*Texte du document*.
____________________

Avant lui déjà, en août 2016, François Hollande avait souligné «la nécessité d’une vigilance de tous les instants» face au terrorisme islamiste. C’était après les attentats islamistes de Nice et de Saint-Étienne-du-Rouvray. À son côté ce jour-là pour visiter une école de gendarmerie, le premier ministre Manuel Valls mettait en garde: «Vaincre l’islamisme radical prendra du temps. C’est le défi d’une génération.» Comme en écho trois ans plus tard, Emmanuel Macron lui a répondu lundi: «C’est un travail de longue haleine toujours trop lent mais un travail là aussi nécessaire dont nous ne céderons rien, bien au contraire.»

«Cinquante-neuf attentats ont été déjoués grâce à eux depuis maintenant six ans»

____________________

*Consigne donnée 1*.
Répondez, s'il vous plaît, à ces questions sur le texte sur le terrorisme islamiste :
(a) En quel mois et quelle année François Hollande a-t-il souligné « la nécessité d'une vigilance de tous les instants » ?
(b) Selon Manuel Valls, vaincre l'islamisme radical est le défi de quoi ?
(c) Combien d'attentats ont été déjoués, et depuis combien d'années, d'après la phrase citée à la fin ?
*Consigne donnée 2*. Reprenez le texte sur le terrorisme islamiste là où il s'arrête et poursuivez-le.
Les items proviennent d'une source distincte de ce texte.

*Matériel fourni*.
____________________

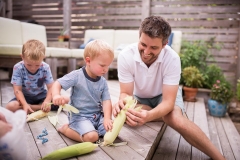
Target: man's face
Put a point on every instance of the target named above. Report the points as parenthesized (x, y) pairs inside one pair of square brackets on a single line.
[(149, 48)]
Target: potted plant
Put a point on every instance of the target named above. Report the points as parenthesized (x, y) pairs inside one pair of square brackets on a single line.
[(220, 96), (238, 90), (192, 80), (63, 36), (197, 53)]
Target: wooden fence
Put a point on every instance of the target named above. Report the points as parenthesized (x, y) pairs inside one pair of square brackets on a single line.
[(198, 20)]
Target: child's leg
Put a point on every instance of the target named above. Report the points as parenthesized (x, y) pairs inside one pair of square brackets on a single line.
[(70, 133), (35, 107), (13, 106)]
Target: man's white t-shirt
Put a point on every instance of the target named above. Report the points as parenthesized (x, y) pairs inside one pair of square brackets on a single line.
[(148, 80)]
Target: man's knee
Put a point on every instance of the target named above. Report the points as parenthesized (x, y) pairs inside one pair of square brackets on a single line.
[(13, 106), (174, 118)]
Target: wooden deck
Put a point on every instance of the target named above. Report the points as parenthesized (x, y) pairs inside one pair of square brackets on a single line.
[(151, 141)]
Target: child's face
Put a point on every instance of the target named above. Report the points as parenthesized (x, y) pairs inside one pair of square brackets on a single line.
[(32, 66), (98, 66)]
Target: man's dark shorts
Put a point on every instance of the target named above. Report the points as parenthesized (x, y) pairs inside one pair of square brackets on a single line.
[(38, 99)]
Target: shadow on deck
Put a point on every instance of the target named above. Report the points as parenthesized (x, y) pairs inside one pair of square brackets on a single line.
[(154, 140)]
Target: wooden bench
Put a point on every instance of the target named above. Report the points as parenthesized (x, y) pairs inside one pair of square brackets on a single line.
[(151, 141)]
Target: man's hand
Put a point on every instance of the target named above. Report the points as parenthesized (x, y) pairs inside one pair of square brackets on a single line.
[(117, 107), (5, 127), (27, 108), (108, 124), (136, 118), (59, 100), (46, 107)]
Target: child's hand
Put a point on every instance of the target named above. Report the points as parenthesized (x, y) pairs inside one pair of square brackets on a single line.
[(59, 100), (46, 106), (5, 127), (27, 109), (108, 124)]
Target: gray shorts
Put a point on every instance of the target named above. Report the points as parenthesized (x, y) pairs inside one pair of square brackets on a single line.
[(153, 102), (83, 125)]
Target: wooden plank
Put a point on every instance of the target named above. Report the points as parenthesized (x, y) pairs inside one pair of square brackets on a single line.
[(7, 92), (98, 153), (136, 142), (232, 135), (32, 153), (204, 23), (184, 148), (201, 121), (200, 16), (122, 152), (226, 148), (238, 57), (218, 38), (1, 93), (54, 140), (195, 9), (167, 148), (144, 131), (195, 2), (213, 132), (67, 12)]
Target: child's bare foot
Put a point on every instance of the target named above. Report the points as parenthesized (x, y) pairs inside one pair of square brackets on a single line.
[(63, 128)]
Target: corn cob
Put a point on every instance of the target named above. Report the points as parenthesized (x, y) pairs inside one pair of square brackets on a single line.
[(118, 122), (71, 151), (36, 115), (67, 107)]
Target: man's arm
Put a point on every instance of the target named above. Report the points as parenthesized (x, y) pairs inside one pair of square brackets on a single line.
[(56, 97), (21, 99), (45, 107), (135, 118), (126, 89), (169, 94)]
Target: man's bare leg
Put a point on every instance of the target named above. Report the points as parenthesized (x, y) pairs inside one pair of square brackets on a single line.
[(192, 133)]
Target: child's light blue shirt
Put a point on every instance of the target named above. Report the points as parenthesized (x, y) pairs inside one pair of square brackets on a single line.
[(87, 94), (32, 84)]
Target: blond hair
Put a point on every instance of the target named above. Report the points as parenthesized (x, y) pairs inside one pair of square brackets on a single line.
[(94, 48), (33, 50)]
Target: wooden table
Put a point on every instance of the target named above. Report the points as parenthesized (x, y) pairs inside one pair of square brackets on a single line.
[(151, 141)]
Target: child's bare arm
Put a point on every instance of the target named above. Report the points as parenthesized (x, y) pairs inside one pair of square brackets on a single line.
[(107, 110), (45, 105), (57, 98), (21, 99)]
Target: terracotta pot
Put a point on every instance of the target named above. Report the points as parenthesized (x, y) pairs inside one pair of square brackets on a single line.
[(190, 94), (217, 109)]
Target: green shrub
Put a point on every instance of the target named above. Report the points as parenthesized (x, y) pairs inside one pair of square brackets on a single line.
[(211, 75), (221, 92), (192, 77), (238, 90)]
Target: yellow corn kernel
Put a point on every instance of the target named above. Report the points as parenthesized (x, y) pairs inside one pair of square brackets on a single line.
[(118, 122), (71, 151), (36, 115)]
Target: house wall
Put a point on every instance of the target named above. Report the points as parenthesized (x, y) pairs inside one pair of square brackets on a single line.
[(198, 20)]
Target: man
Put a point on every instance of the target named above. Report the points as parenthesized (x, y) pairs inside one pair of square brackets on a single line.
[(150, 71)]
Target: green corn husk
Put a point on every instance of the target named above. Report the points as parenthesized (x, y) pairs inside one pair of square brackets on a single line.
[(118, 122), (69, 108), (71, 151), (36, 115)]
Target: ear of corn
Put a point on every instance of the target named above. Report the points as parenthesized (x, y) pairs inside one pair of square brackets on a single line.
[(118, 122), (67, 107), (71, 151), (36, 115), (54, 119)]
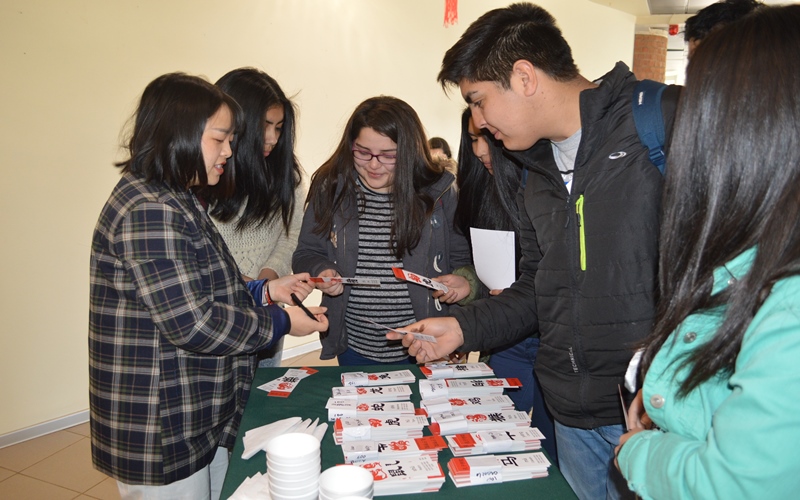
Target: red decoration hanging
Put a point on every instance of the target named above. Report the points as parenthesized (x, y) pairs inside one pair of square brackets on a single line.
[(450, 12)]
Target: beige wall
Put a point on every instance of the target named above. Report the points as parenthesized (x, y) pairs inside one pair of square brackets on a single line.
[(71, 73)]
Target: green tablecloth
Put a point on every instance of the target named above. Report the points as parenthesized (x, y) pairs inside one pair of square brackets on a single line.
[(308, 401)]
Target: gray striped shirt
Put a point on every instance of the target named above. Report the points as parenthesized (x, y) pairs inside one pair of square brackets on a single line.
[(388, 305)]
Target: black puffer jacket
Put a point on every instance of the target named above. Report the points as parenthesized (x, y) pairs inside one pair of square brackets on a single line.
[(589, 259)]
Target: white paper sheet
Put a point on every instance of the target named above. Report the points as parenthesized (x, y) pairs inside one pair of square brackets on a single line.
[(494, 257)]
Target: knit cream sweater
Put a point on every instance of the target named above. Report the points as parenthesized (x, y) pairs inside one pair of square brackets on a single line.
[(268, 245)]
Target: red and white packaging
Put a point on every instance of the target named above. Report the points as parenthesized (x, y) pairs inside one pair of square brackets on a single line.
[(495, 441), (356, 452), (492, 469), (449, 423), (363, 379), (491, 402), (351, 408), (378, 429), (399, 476), (447, 388), (283, 386), (438, 371)]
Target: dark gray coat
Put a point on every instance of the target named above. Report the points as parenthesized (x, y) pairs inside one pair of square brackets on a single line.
[(590, 319), (440, 250)]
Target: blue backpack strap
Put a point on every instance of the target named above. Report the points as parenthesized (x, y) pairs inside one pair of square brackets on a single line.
[(649, 119)]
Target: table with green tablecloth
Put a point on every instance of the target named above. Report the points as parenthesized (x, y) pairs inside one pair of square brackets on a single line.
[(308, 401)]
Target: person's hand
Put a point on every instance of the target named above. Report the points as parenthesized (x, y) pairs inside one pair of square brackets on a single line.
[(447, 331), (637, 421), (622, 440), (458, 288), (302, 325), (281, 289), (268, 274), (331, 288), (637, 416)]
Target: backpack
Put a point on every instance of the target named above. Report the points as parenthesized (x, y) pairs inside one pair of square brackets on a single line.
[(648, 116)]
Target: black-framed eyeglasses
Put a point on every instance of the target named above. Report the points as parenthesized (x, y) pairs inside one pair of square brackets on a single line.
[(383, 158)]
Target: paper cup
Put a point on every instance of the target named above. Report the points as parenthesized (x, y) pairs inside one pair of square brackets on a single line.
[(345, 480), (293, 471), (293, 449)]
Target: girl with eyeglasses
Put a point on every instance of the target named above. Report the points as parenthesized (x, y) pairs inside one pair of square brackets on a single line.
[(261, 220), (380, 201)]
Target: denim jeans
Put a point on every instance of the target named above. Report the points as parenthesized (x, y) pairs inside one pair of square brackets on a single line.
[(352, 358), (586, 458), (517, 361)]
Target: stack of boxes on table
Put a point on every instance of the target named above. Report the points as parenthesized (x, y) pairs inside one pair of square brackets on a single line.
[(379, 429)]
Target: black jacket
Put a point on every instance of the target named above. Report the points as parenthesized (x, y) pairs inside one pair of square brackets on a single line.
[(593, 277)]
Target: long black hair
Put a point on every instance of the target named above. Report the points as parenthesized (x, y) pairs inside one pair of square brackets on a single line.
[(733, 183), (265, 187), (485, 201), (165, 144), (414, 171)]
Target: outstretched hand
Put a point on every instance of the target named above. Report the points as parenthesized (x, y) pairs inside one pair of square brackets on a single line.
[(331, 288), (281, 289), (303, 325), (447, 331), (637, 421)]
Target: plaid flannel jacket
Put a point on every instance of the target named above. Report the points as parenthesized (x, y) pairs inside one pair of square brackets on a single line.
[(172, 330)]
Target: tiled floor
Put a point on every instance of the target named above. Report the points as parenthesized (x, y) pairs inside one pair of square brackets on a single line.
[(59, 465)]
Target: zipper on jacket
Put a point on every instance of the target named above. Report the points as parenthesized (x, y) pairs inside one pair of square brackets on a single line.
[(581, 235)]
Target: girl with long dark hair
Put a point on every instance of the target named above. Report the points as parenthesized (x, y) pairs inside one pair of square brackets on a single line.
[(380, 201), (260, 220), (721, 370)]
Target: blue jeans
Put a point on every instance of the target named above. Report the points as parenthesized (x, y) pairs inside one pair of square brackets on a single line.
[(586, 458), (517, 361), (352, 358)]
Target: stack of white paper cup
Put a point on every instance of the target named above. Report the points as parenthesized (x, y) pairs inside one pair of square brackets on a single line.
[(293, 466), (345, 481)]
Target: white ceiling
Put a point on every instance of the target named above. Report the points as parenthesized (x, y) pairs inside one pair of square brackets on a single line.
[(658, 7), (666, 7)]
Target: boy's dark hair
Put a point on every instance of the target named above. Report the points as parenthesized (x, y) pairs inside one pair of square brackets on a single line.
[(165, 145), (439, 143), (492, 44), (717, 15)]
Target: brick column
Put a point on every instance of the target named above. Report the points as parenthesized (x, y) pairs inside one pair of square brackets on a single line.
[(650, 56)]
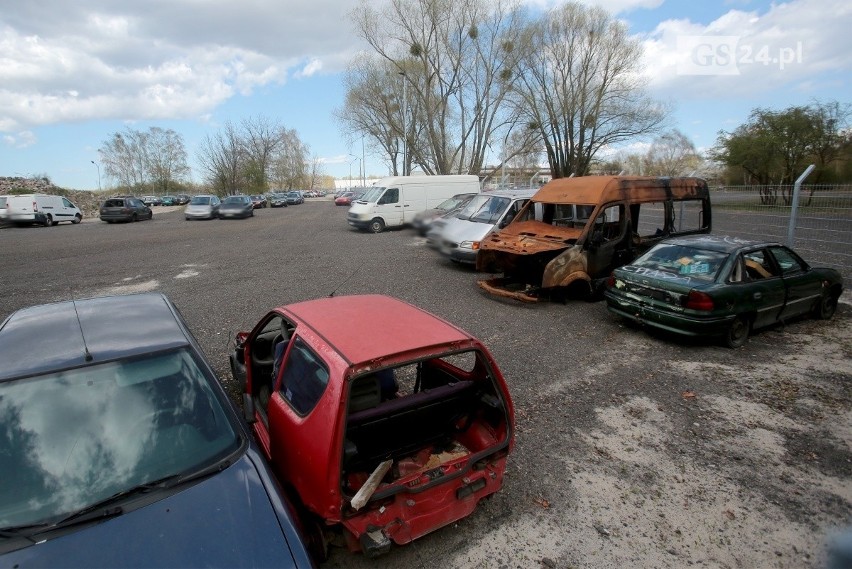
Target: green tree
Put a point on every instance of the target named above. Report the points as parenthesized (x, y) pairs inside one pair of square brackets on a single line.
[(451, 61), (151, 160)]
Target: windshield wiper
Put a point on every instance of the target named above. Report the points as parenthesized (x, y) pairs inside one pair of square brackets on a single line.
[(106, 508), (25, 532)]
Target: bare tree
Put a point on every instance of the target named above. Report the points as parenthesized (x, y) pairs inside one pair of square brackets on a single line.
[(578, 85), (145, 160), (671, 154), (454, 58), (220, 156), (315, 174), (249, 157), (261, 139)]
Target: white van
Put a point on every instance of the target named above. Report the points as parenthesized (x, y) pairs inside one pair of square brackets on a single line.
[(43, 209), (394, 201), (457, 236)]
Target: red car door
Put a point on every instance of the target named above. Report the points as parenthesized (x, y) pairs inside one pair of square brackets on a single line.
[(303, 415)]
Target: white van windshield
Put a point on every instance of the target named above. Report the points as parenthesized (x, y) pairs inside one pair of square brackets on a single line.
[(372, 195), (560, 215), (484, 209)]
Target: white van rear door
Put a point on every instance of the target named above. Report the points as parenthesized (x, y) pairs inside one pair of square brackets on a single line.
[(390, 207)]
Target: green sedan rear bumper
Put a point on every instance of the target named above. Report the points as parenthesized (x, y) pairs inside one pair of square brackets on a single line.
[(646, 313)]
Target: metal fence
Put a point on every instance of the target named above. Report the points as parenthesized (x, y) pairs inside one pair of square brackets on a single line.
[(822, 233)]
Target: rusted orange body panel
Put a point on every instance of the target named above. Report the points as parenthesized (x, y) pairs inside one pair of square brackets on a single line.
[(538, 255)]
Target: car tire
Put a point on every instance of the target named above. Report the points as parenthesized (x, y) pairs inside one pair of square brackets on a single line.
[(737, 333), (827, 306)]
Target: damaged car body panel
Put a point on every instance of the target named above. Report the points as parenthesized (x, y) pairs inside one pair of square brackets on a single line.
[(575, 231), (383, 421)]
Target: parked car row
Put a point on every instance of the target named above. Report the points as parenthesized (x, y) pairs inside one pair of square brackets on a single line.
[(643, 243), (38, 209), (124, 208)]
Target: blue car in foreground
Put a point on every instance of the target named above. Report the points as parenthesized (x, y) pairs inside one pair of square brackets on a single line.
[(120, 448)]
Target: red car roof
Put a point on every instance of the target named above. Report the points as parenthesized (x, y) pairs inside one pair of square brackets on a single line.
[(365, 327)]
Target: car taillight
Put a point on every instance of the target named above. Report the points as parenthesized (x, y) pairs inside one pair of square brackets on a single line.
[(696, 300)]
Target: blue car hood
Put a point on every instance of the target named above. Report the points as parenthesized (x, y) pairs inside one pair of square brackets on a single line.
[(226, 520)]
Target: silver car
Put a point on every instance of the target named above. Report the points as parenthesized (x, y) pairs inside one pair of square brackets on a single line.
[(202, 207)]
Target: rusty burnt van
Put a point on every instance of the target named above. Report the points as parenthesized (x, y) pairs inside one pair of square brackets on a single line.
[(575, 231)]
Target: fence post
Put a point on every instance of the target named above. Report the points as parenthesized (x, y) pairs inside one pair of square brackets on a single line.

____________________

*Réponse 1*.
(a) En août 2016.
(b) D'une génération.
(c) Cinquante-neuf attentats, depuis six ans.

*Réponse 2*.
Emmanuel Macron

Sauf qu’à force de se répéter d’attentat en attentat, ces discours distillent comme un sentiment d’impuissance de l’État face à la menace terroriste qui pèse sur le pays depuis la tuerie de Charlie Hebdo, en janvier 2015. Par nature secrète, la lutte contre le terrorisme contraint le pouvoir à tenter de compenser par les mots ce qu’il ne peut afficher en public: les victoires remportées dans l’ombre par les forces de sécurité et de renseignement. «Cinquante-neuf attentats ont été déjoués grâce à eux depuis maintenant six ans», a dévoilé lundi le président de la République. «Leurs succès sont souvent discrets et peu spectaculaires mais ils sont réels, a ensuite assuré le premier ministre Édouard Philippe dans l’hémicycle de l’Assemblée nationale. Leurs échecs, il y en a. Dans une guerre comme celle que nous livrons, il y en a et ils sont toujours dramatiques.» Celui de la préfecture de police de Paris en est un. Il marque un tournant. Un attentat au cœur même de la machine policière en charge de la lutte contre le terrorisme islamiste, c’était jusqu’à présent du jamais vu.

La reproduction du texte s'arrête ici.